Direction 1 >>
In the essay about summer's end, swap "Open road" for "Open water" and write out the passage that begins at the words "It started so" and stops after "Where did it go?".
Direction 2 >>
Add the next few paragraphs of the essay about summer's end, starting after its last sentence.

━━ Source

It started so simply, this summer of ours. Three months ahead of us. Countless things to do, places to go, memories to make. Open road stretched out before us. The options were limitless.
Then we blinked. And now, here we are, facing the unofficial end of the summer season, Labor Day weekend, asking the same question we do every year.
Where did it go?
It seems that just last week we were unbuttoning the family camp for the season, going about all the tedious but necessary chores that would make it habitable. Clean things up. Stock up on dry goods. Make sure the water’s in … and working. Launch the float … and the big boat.
The small boat — that brown, 1968 relic that is good for trolling, but little else? Well, it could wait awhile, until the urge to spend a lazy afternoon dredging for lake trout finally struck.
Just last week. Wasn’t it?
Of course, it wasn’t. Not even close.
At this time of year, it’s hard to fight the temptation to look at the summer that was and lament the would-have-beens, to agonize over the we-were-going-tos. There are plenty of those, of course. There always are. After all, our summer only began just last week … or something like that.

━━━━
━━ Data excerpts

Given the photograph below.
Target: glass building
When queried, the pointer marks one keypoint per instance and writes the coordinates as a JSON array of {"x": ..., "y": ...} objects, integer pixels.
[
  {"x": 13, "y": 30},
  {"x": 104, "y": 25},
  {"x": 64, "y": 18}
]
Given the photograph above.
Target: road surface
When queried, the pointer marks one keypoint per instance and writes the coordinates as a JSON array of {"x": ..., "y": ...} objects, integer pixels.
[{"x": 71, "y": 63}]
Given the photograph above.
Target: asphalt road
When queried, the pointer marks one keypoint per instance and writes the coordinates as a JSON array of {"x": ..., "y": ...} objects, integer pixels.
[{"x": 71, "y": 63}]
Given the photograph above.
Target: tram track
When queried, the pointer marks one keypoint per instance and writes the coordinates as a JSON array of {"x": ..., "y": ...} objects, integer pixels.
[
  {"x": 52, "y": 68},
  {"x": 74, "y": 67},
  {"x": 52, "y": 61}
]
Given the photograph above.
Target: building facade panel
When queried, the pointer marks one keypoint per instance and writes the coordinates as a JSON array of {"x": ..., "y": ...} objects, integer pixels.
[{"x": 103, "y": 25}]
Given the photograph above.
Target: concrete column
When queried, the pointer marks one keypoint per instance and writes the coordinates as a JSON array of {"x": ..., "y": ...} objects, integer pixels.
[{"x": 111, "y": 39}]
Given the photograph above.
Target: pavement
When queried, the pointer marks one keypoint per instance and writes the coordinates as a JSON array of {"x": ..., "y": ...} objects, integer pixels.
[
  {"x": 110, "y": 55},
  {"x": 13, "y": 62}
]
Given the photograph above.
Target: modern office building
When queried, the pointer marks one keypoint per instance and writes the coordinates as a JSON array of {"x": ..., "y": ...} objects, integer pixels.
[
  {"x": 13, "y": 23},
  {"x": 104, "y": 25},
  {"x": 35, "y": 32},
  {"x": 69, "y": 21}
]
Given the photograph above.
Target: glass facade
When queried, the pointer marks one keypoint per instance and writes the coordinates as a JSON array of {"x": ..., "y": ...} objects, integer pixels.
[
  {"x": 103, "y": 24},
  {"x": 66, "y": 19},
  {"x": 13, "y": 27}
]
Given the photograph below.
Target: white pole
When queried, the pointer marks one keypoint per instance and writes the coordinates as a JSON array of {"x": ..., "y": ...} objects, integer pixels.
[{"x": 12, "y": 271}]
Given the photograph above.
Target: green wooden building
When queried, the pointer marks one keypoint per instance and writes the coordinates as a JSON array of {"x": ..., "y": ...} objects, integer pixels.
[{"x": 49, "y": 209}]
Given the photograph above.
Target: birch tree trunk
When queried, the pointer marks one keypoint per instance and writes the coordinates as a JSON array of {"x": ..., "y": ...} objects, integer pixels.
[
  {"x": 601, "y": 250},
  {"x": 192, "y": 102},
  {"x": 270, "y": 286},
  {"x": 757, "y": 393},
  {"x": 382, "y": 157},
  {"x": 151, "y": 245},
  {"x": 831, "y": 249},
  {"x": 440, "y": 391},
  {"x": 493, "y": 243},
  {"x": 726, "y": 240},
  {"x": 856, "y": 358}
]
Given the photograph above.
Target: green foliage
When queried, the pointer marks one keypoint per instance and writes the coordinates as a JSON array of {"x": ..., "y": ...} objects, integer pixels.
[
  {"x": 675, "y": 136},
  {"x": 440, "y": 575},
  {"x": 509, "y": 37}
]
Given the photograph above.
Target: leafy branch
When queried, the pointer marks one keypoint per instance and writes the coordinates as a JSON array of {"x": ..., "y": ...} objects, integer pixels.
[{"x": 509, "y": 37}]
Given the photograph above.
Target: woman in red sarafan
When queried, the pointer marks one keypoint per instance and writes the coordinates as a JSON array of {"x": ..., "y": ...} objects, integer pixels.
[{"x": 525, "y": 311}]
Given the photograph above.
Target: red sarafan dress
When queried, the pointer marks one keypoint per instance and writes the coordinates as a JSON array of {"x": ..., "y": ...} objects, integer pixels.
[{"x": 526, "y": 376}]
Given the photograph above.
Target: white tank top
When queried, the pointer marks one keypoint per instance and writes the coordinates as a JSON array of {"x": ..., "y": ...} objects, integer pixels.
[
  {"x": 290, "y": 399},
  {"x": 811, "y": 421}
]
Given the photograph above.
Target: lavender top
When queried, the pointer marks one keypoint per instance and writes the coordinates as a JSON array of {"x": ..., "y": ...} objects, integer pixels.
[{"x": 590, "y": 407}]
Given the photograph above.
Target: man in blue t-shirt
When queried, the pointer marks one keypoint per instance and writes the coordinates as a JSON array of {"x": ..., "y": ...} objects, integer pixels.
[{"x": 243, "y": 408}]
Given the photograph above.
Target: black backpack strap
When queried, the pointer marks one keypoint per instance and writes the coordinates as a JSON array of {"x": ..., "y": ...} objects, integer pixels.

━━━━

Right answer 1 >>
It started so simply, this summer of ours. Three months ahead of us. Countless things to do, places to go, memories to make. Open water stretched out before us. The options were limitless.
Then we blinked. And now, here we are, facing the unofficial end of the summer season, Labor Day weekend, asking the same question we do every year.
Where did it go?

Right answer 2 >>
But step back for a moment, gently unwind that ball of summer yarns, and you may find some surprises.
Summer didn’t bolt by, you see. It couldn’t have. Or you wouldn’t have so many vivid memories.
Like sitting in Fenway Park with an 8-year-old who was making his first pilgrimage to the Beantown sports shrine. Cracking peanuts from their shells and chomping them down. Yelling “Yooouk!” Watching his reaction as a roar greets another Red Sox home run. Watching him stare, awestruck, at a vial of Fenway dirt, a gift from the Sox to commemorate his visit.
Like spending a frigid Fathers Day on the West Branch of the Penobscot River, casting flies into a stiff wind, piling on layer after layer of clothing in order to stay warm. Or somewhat warm. Catching fish. Releasing them. Ending the day enjoying breathtaking views of Mount Katahdin.
Like spending warm afternoons on Beech Hill Pond, enjoying conversation with family, swimming when you felt like it, relaxing and reading a book when you didn’t.
Like waiting on the shore of the same pond for the Fourth of July fireworks, three excited children sitting in lawn chairs, ready to celebrate the biggest and best kabooms that they see. Then, trying to explain, after an evening fog sets in, that actually seeing the fireworks go off doesn’t have to be part of our Independence Day celebration. And glancing in the back seat of the car five minutes after leaving the pond and seeing three snoring children, exhausted after a full day of fun.
Like basking on the beaches of Prince Edward Island, playing in the waves, and cooking on the grill nearly every evening during a long-anticipated vacation. And visiting Cows Creamery to sample the famous ice cream. Once. Twice. OK, maybe three times.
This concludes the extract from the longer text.